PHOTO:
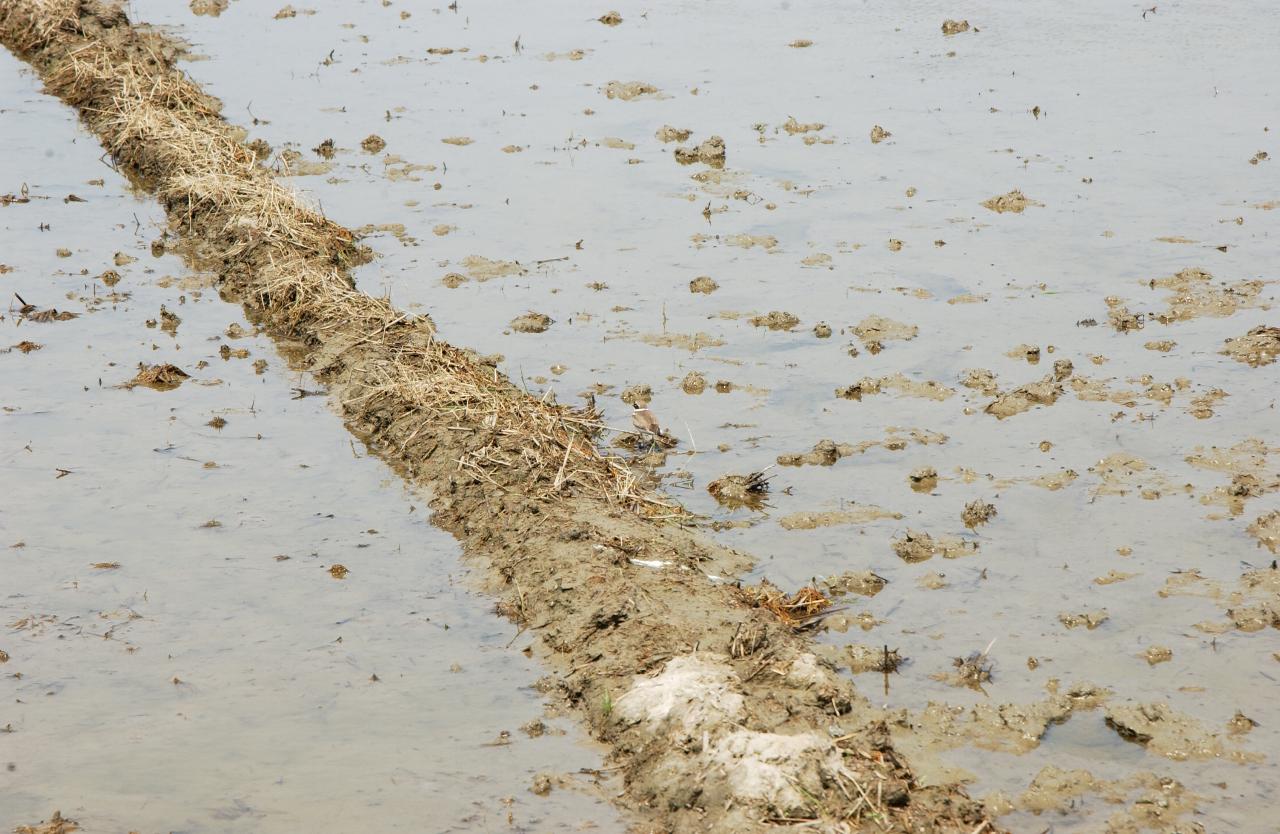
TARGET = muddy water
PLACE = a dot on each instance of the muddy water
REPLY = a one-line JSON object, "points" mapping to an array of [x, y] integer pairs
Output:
{"points": [[511, 182], [179, 655]]}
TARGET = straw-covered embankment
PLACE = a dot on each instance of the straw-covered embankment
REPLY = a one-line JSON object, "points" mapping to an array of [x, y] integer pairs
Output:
{"points": [[718, 716]]}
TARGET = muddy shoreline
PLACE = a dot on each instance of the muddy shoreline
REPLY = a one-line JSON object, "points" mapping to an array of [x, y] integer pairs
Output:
{"points": [[712, 731]]}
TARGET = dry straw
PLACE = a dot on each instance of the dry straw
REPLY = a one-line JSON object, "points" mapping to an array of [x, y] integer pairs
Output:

What to work on: Please reproduce the rows above word for word, omitting the pictures.

Answer to this task:
PHOTO:
TARGET = muddy water
PLACE = a dot on each instance of the muddy water
REPLY = a one-line JSON object, "points" mapping to an array of [x, y] integer pairs
Output:
{"points": [[511, 182], [179, 655]]}
TARGET = straw-covered embankment
PLACE = a dot on each instance of the straw-covered embankment
REPLY = a one-line JSON object, "points" mapping to an array of [x, y] integer pairs
Output:
{"points": [[718, 716]]}
TARGET = muddy shoreline
PLACE = a dot on each instance of the muddy shoreline
REPLY = a one-line JSON object, "points" mapping to an array of [x, y] integer pairs
Output:
{"points": [[712, 731]]}
TARGET = dry straw
PLACE = a dot on each instance of the dry straw
REPLY = a one-line JSON object, "points" mapping to an array of [x, y] integer pairs
Output:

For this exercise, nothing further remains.